● **Exercise task**:
Rewrite the lines from the start of the stored dataset items through the line containing "367 180 L 386", including the requests. Adjust every coordinate in the answers by adding -125.

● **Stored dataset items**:
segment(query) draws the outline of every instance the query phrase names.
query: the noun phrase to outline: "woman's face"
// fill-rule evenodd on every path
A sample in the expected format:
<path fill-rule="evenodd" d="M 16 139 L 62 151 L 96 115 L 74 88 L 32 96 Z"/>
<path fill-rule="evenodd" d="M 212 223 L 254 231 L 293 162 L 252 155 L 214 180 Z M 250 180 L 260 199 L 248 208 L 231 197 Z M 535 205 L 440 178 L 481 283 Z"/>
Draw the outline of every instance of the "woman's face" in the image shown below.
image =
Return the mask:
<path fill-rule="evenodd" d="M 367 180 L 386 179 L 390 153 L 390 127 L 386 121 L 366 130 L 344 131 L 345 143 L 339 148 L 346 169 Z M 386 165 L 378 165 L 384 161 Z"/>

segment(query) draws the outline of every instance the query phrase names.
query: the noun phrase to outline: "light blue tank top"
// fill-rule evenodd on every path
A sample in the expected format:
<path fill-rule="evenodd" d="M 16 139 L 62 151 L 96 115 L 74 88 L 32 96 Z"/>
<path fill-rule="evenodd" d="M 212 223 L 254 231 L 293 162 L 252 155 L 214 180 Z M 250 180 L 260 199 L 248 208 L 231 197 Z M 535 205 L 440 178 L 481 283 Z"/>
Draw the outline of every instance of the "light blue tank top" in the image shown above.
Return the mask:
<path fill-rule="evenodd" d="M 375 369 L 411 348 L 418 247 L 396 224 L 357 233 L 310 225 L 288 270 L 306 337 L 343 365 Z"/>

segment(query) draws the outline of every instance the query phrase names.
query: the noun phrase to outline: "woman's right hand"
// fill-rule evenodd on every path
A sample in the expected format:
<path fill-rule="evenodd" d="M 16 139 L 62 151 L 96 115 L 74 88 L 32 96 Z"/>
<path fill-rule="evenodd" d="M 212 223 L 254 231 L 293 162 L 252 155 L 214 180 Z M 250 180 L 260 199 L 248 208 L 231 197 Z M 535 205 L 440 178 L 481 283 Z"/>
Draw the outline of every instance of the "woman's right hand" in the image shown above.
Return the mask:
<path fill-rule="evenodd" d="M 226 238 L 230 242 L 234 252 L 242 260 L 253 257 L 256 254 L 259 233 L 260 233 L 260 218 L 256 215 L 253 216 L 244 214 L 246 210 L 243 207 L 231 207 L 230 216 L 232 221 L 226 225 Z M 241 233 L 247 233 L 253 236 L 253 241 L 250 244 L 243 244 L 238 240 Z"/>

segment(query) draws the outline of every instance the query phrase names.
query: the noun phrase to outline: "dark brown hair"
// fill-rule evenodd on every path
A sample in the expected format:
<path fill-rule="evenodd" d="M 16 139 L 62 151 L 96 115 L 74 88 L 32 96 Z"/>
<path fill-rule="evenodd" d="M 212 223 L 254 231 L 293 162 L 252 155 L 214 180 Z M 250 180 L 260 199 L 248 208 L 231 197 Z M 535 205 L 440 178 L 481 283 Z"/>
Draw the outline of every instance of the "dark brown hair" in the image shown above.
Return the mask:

● **Result for this exercise**:
segment(query) draws the outline of every instance the query phrase names.
query: the noun phrase to outline: "woman's face"
// fill-rule evenodd on every path
A sample in the expected format:
<path fill-rule="evenodd" d="M 16 139 L 62 151 L 96 115 L 74 88 L 32 96 Z"/>
<path fill-rule="evenodd" d="M 212 223 L 254 231 L 293 162 L 252 155 L 214 180 Z M 250 180 L 260 199 L 248 208 L 231 197 Z M 535 205 L 440 178 L 481 283 Z"/>
Draw the outline of every instance of the "woman's face" in the image shown below.
image =
Return the mask:
<path fill-rule="evenodd" d="M 242 55 L 261 54 L 265 28 L 265 2 L 261 -4 L 241 5 L 219 6 L 220 18 L 214 23 L 221 44 Z M 261 40 L 253 40 L 259 36 Z"/>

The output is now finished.